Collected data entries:
━━━━━━━━━━━━━━━━━━━━

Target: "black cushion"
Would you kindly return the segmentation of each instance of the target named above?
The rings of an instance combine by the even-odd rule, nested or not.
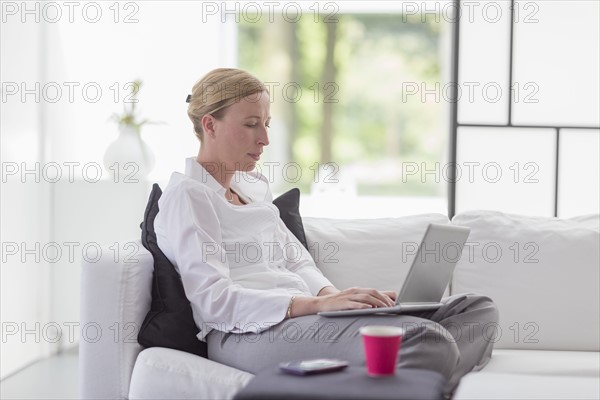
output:
[[[279,209],[279,215],[285,223],[285,226],[298,238],[300,243],[308,249],[306,234],[304,233],[304,224],[300,216],[300,190],[291,189],[275,200],[273,204]]]
[[[152,304],[138,333],[138,342],[143,347],[167,347],[206,358],[206,343],[196,337],[200,329],[194,322],[181,276],[158,247],[154,233],[154,218],[158,214],[161,195],[162,190],[155,183],[141,225],[142,244],[154,258],[154,277]]]

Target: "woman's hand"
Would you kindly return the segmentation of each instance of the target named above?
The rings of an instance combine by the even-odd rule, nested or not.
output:
[[[336,289],[325,286],[316,297],[299,296],[292,303],[292,317],[316,314],[320,311],[353,310],[372,307],[391,307],[396,300],[396,292],[380,292],[376,289],[349,288]]]
[[[316,305],[317,312],[391,307],[394,305],[395,298],[396,294],[393,292],[354,287],[326,295],[321,295],[319,292]]]

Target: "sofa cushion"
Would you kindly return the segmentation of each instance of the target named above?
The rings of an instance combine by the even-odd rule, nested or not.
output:
[[[231,399],[252,377],[193,354],[154,347],[137,358],[129,399]]]
[[[287,226],[304,247],[308,248],[304,225],[300,217],[300,190],[294,188],[285,192],[273,200],[273,204],[279,209],[279,216],[285,223],[285,226]]]
[[[144,347],[167,347],[206,357],[206,343],[196,337],[200,329],[194,322],[181,276],[156,240],[154,218],[161,195],[160,187],[154,184],[142,222],[142,244],[154,258],[154,276],[152,303],[140,328],[138,342]]]
[[[442,214],[401,218],[304,218],[308,249],[317,267],[339,289],[399,290],[430,223]]]
[[[452,292],[479,292],[498,306],[496,348],[600,350],[598,215],[571,219],[469,211],[471,228]]]

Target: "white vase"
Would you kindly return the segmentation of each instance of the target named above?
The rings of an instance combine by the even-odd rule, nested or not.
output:
[[[132,126],[120,125],[119,137],[104,153],[104,167],[115,182],[144,179],[154,168],[154,153]]]

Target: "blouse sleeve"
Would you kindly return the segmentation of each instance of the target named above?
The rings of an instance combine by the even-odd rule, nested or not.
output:
[[[231,280],[208,193],[180,186],[163,194],[159,208],[157,236],[160,230],[160,238],[169,244],[201,339],[211,329],[258,333],[285,318],[289,293],[244,288]]]
[[[308,285],[310,292],[316,296],[325,286],[333,286],[323,273],[317,268],[309,251],[300,243],[283,221],[278,221],[278,231],[282,236],[282,243],[293,243],[293,255],[286,255],[287,269],[300,275]]]

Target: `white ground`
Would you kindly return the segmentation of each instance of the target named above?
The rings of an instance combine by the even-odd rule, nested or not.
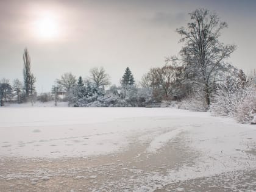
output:
[[[112,171],[120,174],[110,182],[118,191],[204,191],[202,186],[209,187],[207,182],[212,180],[222,182],[222,177],[227,180],[224,187],[218,188],[220,185],[212,183],[212,189],[256,188],[256,180],[252,179],[256,171],[256,126],[239,124],[207,113],[166,108],[0,108],[0,191],[9,185],[1,186],[1,180],[12,181],[10,185],[16,190],[20,179],[39,185],[38,180],[60,182],[54,177],[68,174],[96,180],[87,185],[90,190],[113,190],[105,178]],[[106,160],[107,166],[105,157],[116,162]],[[86,162],[91,158],[102,163],[97,168],[90,168],[93,162],[88,163],[91,175],[80,176],[83,168],[77,161],[81,157]],[[76,162],[79,171],[67,165],[68,171],[59,168],[48,172],[46,169],[48,173],[42,174],[32,166],[31,175],[24,169],[12,171],[7,162],[14,160],[13,166],[18,168],[22,159],[43,164],[52,158],[54,163],[63,159]],[[122,171],[114,165],[121,166]],[[96,170],[95,175],[91,170]],[[105,177],[98,177],[99,170]],[[192,183],[194,186],[189,187]],[[27,185],[24,187],[29,188]],[[35,190],[37,185],[33,187]],[[79,185],[74,190],[83,190]]]

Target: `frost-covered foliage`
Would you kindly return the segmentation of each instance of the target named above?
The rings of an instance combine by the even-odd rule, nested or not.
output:
[[[252,119],[252,113],[256,115],[256,90],[243,71],[230,74],[219,85],[210,111],[214,115],[234,117],[241,123]]]
[[[82,98],[71,93],[69,103],[71,106],[79,107],[145,107],[152,101],[150,89],[137,88],[133,86],[126,90],[125,98],[123,94],[122,88],[115,86],[104,94],[95,91]]]

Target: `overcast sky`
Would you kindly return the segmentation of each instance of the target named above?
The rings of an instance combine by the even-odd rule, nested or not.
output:
[[[256,1],[0,0],[0,79],[23,81],[27,47],[38,92],[49,91],[66,72],[85,77],[103,66],[113,84],[129,66],[138,82],[181,47],[175,32],[197,8],[215,11],[235,44],[229,61],[246,73],[256,68]]]

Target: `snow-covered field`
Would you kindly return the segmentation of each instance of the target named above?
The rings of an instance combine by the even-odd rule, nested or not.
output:
[[[256,189],[256,126],[168,108],[0,108],[0,191]]]

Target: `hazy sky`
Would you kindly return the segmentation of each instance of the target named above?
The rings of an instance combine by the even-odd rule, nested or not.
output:
[[[228,23],[221,39],[238,46],[229,61],[246,73],[255,68],[256,1],[0,0],[0,79],[23,81],[27,47],[38,92],[64,73],[85,77],[94,66],[115,84],[129,66],[138,82],[178,53],[175,30],[200,7]]]

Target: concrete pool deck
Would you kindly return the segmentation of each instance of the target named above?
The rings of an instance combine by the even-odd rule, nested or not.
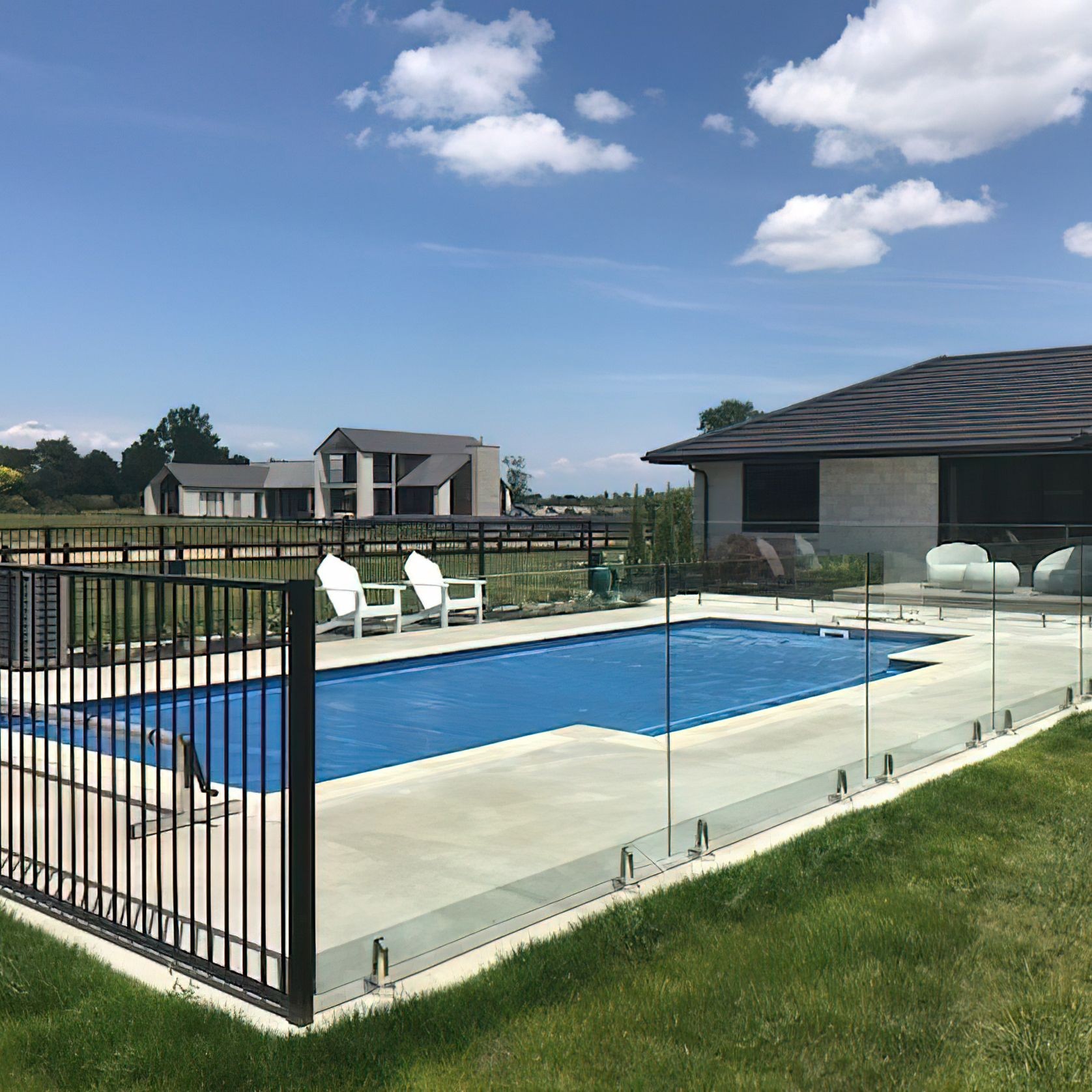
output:
[[[679,596],[673,620],[703,617],[862,627],[856,608],[844,603],[729,596]],[[914,761],[935,751],[951,752],[970,739],[978,719],[989,731],[993,709],[1011,709],[1016,721],[1057,708],[1059,693],[1076,684],[1083,632],[1076,619],[989,612],[918,612],[915,622],[876,621],[893,632],[958,637],[897,654],[926,666],[891,676],[869,687],[870,773],[887,751],[918,746]],[[448,651],[537,641],[553,637],[656,625],[662,601],[595,614],[487,622],[479,627],[438,629],[322,642],[320,669]],[[248,654],[252,660],[252,654]],[[241,654],[215,657],[228,677],[241,676]],[[996,677],[992,670],[996,663]],[[266,668],[271,670],[268,663]],[[253,664],[248,668],[253,676]],[[200,681],[200,679],[199,679]],[[179,685],[183,680],[179,679]],[[863,775],[865,688],[852,687],[666,736],[645,737],[594,725],[572,725],[454,755],[356,774],[317,787],[317,918],[319,1007],[329,1007],[372,989],[372,941],[383,937],[392,976],[401,977],[486,943],[551,913],[612,888],[624,845],[634,852],[639,877],[655,874],[667,855],[670,748],[673,859],[685,859],[698,818],[710,822],[714,842],[769,827],[826,803],[836,770],[850,771],[851,787]],[[513,716],[536,696],[513,695]],[[361,711],[366,716],[366,711]],[[937,739],[940,729],[949,737]],[[3,734],[4,736],[8,733]],[[22,745],[26,753],[26,744]],[[38,751],[63,772],[68,752],[39,741]],[[900,752],[901,753],[901,752]],[[907,752],[910,753],[910,752]],[[5,741],[4,759],[11,758]],[[79,758],[79,751],[78,751]],[[107,763],[107,768],[111,763]],[[120,770],[128,763],[117,763]],[[131,772],[131,771],[130,771]],[[901,767],[895,773],[901,772]],[[115,774],[118,775],[118,774]],[[107,787],[110,774],[106,773]],[[33,780],[27,772],[25,782]],[[157,791],[153,784],[150,794]],[[79,797],[80,794],[78,794]],[[263,826],[271,842],[281,836],[280,797],[268,795],[265,822],[250,794],[245,820],[251,845]],[[29,793],[23,792],[29,807]],[[40,791],[39,791],[40,799]],[[59,805],[68,805],[63,800]],[[40,804],[39,804],[40,806]],[[55,807],[58,803],[54,804]],[[79,811],[81,802],[76,800]],[[94,811],[94,808],[93,808]],[[119,819],[121,844],[128,844]],[[23,826],[29,815],[25,815]],[[0,815],[0,826],[7,819]],[[199,875],[211,855],[215,871],[223,853],[224,823],[177,839],[179,868],[192,856]],[[244,822],[235,820],[230,848],[238,859]],[[13,831],[4,829],[7,839]],[[171,840],[146,843],[163,874],[174,865]],[[55,854],[62,856],[63,847]],[[93,855],[93,854],[92,854]],[[56,859],[56,856],[55,856]],[[658,862],[655,863],[655,862]],[[215,875],[214,871],[214,875]],[[268,876],[268,900],[280,899],[278,882]],[[123,867],[103,877],[104,886],[138,894],[138,877]],[[239,880],[241,883],[241,880]],[[241,889],[214,899],[214,930]],[[219,892],[217,892],[219,894]],[[169,903],[170,892],[158,891]],[[203,894],[199,891],[200,917]],[[250,879],[251,925],[260,902]],[[269,918],[276,918],[269,904]],[[278,909],[278,907],[277,907]],[[183,912],[187,907],[180,907]],[[238,912],[230,910],[230,931]],[[253,934],[248,936],[253,940]],[[274,951],[280,938],[271,934]],[[248,962],[253,960],[253,951]],[[242,946],[233,954],[241,970]],[[252,966],[252,964],[251,964]]]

━━━━━━━━━━━━━━━━━━━━

(EXERCISE OBJECTIVE) How many lines of the material above contain the string "cushion"? Reply with the number only.

(THE RESPONSE) 2